Peter Lobner, 25 March 2021

The first image of the shadow of a black hole was released on 10 April 2019 by the Event Horizon Telescope (EHT) collaboration and the National Science Foundation (NSF).  The target of their observation was the supermassive black hole located near the center of the Messier 87 (M87) galaxy, which is about 55 million light years from Earth.  That black hole is estimated to have a mass 6.5 billion times greater than our Sun.

Non-polarized image of M87 released 10 April 2019.  Source: EHT & NSF

After further analysis of the historic M87 data, EHT astronomers have been able to measure the polarization of the radio frequency signals from the bright disk of the black hole.  Polarization is a signature of the direction of the very strong magnetic fields in the hot glowing gas at the edge of a black hole, which can be seen in the following image released on 24 March 2021.  

Polarized image of M87 released 24 March 2021.  Source: EHT 

The ability to measure the polarization in fine detail provides a new tool for mapping the dynamic magnetic field structure of a black hole.  The new image shows the magnetic fields in the swirling accretion disk, which contains matter that is falling into the black hole.  

Researchers also measured polarization that is pointing directly toward or away from the black hole, perpendicular to the accretion disk.  Very strong magnetic fields in these directions may be responsible for launching plasma jets into space, away from the black hole.  Such jets have been observed emanating from some black holes.

These are exciting times in astronomy and astrophysics.

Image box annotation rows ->
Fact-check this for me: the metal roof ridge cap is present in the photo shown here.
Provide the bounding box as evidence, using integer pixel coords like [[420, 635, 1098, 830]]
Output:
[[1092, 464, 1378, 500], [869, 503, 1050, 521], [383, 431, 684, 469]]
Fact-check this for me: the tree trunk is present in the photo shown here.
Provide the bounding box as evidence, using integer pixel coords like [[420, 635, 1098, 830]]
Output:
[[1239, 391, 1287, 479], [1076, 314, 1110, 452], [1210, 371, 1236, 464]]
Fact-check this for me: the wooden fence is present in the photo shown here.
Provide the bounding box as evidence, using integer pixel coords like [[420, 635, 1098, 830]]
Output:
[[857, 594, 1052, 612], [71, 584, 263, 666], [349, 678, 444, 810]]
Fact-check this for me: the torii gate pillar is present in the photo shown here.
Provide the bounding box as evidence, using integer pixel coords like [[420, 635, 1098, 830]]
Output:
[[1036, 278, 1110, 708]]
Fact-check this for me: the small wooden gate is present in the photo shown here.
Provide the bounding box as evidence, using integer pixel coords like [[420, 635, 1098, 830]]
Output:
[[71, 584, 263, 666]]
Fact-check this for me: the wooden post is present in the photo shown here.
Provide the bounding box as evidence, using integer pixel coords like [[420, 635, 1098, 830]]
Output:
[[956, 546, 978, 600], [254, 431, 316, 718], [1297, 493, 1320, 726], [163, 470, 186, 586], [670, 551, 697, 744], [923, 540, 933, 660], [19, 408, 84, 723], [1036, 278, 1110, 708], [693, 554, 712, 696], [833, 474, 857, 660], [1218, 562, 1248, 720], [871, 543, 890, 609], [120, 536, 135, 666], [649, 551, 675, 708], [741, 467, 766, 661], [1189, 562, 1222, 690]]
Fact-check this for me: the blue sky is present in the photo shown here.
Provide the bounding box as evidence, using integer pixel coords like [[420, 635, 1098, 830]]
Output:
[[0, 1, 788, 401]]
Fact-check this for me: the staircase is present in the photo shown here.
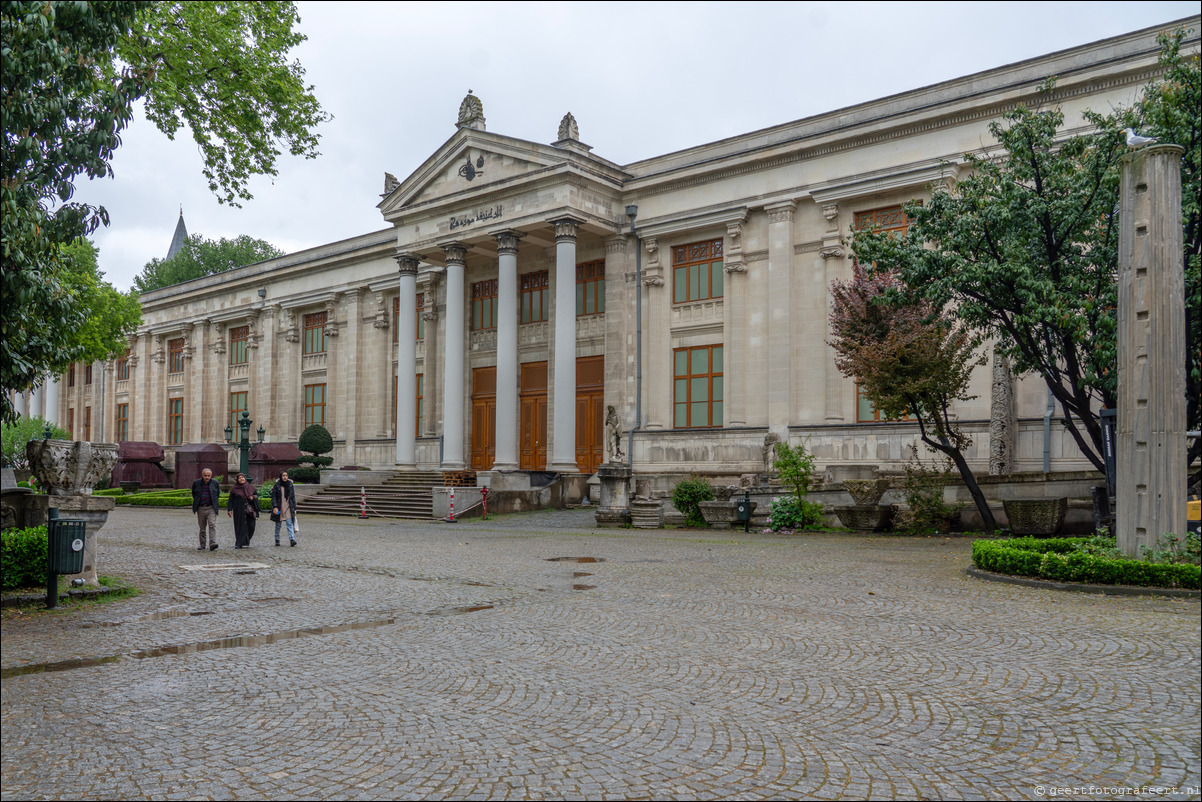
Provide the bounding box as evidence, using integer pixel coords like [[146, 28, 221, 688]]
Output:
[[297, 470, 442, 521]]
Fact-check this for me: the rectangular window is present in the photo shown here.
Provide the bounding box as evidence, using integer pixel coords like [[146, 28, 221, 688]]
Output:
[[167, 337, 184, 373], [304, 311, 329, 354], [167, 398, 184, 446], [672, 239, 722, 303], [117, 404, 130, 442], [518, 271, 551, 323], [392, 292, 426, 343], [672, 345, 724, 429], [471, 279, 496, 332], [230, 391, 246, 439], [576, 259, 605, 317], [304, 385, 329, 426], [230, 326, 250, 364]]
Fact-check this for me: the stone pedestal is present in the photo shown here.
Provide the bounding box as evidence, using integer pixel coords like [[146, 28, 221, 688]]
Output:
[[50, 495, 117, 586], [594, 464, 633, 528]]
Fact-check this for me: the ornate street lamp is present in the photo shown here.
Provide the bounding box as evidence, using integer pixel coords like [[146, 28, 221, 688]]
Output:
[[226, 410, 267, 476]]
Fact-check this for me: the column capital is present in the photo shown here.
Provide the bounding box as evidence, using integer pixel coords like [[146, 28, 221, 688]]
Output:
[[551, 218, 581, 243], [493, 231, 525, 254], [393, 254, 422, 275]]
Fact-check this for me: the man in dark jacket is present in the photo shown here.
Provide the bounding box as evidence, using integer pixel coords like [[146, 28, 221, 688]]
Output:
[[192, 468, 221, 552]]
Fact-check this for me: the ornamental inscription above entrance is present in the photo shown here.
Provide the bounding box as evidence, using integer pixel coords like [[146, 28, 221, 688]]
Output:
[[451, 203, 505, 231]]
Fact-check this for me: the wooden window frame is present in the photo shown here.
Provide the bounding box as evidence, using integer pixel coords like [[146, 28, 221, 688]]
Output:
[[304, 382, 329, 427], [518, 271, 551, 323], [672, 239, 726, 304], [471, 279, 498, 332], [576, 259, 605, 317], [230, 325, 250, 364], [167, 337, 184, 373], [167, 398, 184, 446], [302, 311, 329, 356], [672, 344, 726, 429], [113, 404, 130, 442]]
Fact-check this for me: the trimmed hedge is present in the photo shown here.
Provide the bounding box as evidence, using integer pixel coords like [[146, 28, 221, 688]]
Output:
[[972, 537, 1202, 590], [0, 527, 49, 590]]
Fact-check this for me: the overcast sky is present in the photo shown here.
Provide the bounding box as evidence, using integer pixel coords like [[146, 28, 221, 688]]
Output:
[[76, 0, 1198, 289]]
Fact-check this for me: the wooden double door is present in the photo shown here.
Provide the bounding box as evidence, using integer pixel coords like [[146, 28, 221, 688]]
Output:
[[471, 356, 605, 474]]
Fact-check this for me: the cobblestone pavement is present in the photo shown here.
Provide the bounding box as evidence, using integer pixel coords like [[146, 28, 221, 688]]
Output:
[[0, 509, 1202, 800]]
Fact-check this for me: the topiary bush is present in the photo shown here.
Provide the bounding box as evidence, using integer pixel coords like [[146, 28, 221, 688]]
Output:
[[672, 476, 714, 527], [972, 537, 1202, 590], [0, 527, 49, 590], [298, 423, 334, 483]]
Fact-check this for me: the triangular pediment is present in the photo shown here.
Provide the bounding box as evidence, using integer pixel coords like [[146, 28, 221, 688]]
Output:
[[380, 130, 571, 215]]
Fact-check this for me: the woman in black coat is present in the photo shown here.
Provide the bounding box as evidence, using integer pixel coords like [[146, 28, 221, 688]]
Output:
[[226, 474, 258, 548]]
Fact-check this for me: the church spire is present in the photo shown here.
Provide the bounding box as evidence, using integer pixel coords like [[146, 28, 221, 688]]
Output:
[[167, 206, 188, 259]]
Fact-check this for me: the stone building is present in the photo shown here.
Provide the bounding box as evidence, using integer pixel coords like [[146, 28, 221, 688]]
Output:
[[18, 17, 1200, 492]]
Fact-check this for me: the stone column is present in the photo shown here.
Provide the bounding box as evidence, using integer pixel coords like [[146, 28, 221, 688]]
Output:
[[766, 201, 797, 440], [548, 220, 579, 474], [1115, 144, 1185, 557], [493, 231, 520, 470], [396, 254, 418, 470], [442, 244, 468, 470], [722, 221, 748, 426]]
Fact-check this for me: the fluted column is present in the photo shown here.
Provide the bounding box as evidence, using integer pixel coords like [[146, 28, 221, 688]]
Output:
[[548, 220, 579, 474], [493, 231, 519, 470], [437, 244, 468, 470], [396, 254, 418, 470]]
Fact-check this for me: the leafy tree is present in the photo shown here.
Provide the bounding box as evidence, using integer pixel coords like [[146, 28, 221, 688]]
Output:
[[0, 415, 71, 470], [831, 264, 996, 531], [133, 234, 284, 292], [0, 0, 328, 420]]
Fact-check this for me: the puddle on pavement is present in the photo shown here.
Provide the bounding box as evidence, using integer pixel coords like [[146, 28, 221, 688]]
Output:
[[426, 605, 495, 616]]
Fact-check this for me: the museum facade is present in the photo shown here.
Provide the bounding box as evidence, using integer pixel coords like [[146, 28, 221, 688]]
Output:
[[17, 18, 1200, 476]]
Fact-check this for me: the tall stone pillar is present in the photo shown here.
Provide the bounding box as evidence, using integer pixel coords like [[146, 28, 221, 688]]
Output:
[[396, 254, 418, 470], [548, 220, 579, 474], [442, 244, 468, 470], [766, 201, 797, 439], [1115, 144, 1185, 557], [493, 231, 520, 470], [722, 221, 748, 426], [643, 237, 673, 429]]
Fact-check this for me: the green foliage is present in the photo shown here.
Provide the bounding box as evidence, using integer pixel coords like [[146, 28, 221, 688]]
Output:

Brief ->
Answer these questions from the M87 black hole text.
1. About how far from Earth is the M87 galaxy?
2. On what date was the polarized image of M87 released?
3. According to the text, what may be responsible for launching plasma jets into space?

Answer for this exercise ->
1. About 55 million light years.
2. 24 March 2021.
3. Very strong magnetic fields pointing directly toward or away from the black hole, perpendicular to the accretion disk.